Required action>
Look below. Copy each line that has "surface" in it.

(Data extracted from a collection)
=== Begin Enclosure ===

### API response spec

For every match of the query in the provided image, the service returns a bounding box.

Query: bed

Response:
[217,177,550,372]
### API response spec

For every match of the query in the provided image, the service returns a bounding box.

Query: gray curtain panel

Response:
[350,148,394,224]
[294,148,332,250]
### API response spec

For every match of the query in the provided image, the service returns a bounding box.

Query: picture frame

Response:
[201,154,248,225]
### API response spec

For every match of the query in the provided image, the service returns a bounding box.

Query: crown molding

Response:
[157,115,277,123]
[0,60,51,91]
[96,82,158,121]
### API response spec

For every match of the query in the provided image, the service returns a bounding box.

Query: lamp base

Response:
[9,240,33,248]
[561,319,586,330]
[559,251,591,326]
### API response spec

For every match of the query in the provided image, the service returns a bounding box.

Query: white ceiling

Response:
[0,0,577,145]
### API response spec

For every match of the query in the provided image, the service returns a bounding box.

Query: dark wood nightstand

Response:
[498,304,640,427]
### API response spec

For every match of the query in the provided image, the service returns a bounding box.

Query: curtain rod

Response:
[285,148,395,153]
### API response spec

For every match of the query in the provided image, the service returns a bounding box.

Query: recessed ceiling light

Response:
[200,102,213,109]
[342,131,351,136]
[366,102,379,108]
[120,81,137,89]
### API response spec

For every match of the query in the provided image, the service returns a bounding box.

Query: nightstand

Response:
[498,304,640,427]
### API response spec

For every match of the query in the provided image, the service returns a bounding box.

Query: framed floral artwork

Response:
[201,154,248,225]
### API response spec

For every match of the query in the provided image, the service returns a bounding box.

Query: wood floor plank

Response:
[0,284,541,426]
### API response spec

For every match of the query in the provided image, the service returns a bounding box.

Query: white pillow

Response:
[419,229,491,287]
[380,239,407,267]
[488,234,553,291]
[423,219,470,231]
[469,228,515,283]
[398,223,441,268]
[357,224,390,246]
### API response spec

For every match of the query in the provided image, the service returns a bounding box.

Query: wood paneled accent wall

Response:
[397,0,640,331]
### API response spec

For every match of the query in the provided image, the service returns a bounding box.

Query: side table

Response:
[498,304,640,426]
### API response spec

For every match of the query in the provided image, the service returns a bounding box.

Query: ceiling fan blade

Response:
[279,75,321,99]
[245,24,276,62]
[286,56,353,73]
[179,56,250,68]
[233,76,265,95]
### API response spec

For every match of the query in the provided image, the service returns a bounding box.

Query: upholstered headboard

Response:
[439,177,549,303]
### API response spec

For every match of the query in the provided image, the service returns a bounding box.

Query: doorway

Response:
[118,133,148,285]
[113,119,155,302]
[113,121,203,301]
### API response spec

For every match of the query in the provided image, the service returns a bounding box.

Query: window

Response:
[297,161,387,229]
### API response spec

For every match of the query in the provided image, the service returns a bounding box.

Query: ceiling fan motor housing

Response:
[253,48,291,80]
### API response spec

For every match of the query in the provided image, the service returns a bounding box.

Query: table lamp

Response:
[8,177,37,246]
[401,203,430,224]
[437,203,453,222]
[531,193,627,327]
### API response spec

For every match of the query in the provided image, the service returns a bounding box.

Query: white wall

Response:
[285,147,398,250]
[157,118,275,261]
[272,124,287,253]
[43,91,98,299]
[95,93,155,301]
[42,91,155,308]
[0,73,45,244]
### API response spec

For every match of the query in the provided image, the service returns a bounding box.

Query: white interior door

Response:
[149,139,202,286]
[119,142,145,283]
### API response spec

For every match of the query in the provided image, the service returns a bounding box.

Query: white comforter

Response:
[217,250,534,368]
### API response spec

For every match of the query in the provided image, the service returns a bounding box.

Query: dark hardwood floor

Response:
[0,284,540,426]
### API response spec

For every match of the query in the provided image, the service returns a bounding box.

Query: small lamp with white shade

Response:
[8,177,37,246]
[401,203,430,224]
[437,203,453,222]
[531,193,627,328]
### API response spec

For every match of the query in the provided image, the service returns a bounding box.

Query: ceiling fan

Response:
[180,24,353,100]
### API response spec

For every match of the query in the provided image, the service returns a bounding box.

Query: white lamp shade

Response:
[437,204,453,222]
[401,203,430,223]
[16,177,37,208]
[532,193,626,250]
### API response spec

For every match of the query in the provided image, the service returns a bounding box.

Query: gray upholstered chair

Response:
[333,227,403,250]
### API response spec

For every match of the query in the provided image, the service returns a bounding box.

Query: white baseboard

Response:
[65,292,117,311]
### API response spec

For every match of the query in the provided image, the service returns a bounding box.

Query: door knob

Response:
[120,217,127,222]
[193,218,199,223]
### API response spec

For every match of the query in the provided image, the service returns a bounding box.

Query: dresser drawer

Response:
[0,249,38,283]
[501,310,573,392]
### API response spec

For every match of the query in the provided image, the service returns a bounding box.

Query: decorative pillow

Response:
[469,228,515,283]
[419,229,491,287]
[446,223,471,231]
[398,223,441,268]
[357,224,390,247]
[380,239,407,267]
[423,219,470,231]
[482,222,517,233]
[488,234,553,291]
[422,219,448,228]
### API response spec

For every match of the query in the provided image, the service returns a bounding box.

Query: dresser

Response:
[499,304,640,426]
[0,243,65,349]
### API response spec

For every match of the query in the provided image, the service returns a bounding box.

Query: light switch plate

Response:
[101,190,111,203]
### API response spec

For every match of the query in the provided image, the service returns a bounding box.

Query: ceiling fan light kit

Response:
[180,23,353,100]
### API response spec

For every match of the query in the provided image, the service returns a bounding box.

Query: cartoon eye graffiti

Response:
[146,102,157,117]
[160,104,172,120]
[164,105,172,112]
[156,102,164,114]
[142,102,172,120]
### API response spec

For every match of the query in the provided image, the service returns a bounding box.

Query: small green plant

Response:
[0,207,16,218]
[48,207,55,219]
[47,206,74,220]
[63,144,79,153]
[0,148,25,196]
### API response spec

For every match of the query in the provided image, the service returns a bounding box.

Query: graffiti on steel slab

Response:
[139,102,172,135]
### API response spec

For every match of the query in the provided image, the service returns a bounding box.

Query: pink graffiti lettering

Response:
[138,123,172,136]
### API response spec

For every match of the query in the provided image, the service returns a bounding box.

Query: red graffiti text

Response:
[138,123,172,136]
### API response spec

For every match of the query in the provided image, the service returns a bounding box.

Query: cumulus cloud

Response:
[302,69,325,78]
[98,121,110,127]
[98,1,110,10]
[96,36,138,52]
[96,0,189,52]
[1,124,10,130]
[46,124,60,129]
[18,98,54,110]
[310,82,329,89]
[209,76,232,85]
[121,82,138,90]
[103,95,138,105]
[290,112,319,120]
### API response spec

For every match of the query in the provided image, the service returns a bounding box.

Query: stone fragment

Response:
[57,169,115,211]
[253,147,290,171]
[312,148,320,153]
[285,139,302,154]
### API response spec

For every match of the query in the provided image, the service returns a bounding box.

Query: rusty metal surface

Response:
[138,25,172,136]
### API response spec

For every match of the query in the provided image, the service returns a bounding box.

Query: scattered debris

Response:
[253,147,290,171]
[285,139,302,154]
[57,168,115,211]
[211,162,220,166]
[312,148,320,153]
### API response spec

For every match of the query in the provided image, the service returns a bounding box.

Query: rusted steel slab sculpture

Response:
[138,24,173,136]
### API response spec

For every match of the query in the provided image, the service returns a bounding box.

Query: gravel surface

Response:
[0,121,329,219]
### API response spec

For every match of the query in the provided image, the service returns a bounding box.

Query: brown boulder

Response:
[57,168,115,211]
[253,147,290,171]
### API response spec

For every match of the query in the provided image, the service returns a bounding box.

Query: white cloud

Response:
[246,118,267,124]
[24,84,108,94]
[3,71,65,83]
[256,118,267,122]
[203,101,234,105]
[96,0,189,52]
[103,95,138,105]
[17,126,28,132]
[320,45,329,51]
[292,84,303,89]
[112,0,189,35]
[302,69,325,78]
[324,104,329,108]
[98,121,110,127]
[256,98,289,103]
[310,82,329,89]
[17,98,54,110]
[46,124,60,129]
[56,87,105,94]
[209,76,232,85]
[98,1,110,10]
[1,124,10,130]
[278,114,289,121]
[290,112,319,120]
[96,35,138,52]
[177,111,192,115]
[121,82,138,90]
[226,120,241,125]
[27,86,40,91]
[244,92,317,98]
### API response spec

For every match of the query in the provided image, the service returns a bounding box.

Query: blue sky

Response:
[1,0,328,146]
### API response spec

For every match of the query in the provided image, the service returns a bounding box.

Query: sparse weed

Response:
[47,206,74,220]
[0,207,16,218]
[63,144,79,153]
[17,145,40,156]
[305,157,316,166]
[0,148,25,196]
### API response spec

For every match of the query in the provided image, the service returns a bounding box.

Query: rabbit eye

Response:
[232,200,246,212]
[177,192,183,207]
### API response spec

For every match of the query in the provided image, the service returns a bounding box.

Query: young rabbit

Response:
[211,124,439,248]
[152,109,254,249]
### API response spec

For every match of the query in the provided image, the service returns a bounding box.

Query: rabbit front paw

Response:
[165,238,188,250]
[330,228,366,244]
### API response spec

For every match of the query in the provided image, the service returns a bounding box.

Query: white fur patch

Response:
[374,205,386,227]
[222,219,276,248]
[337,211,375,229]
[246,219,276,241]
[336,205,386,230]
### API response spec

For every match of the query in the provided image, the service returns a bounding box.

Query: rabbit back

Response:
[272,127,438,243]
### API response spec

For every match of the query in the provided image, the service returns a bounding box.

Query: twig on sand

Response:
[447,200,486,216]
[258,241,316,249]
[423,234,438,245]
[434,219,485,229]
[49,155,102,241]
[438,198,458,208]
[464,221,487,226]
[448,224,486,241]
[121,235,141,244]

=== End Enclosure ===

Answer space>
Query: rusty metal surface
Query: gravel surface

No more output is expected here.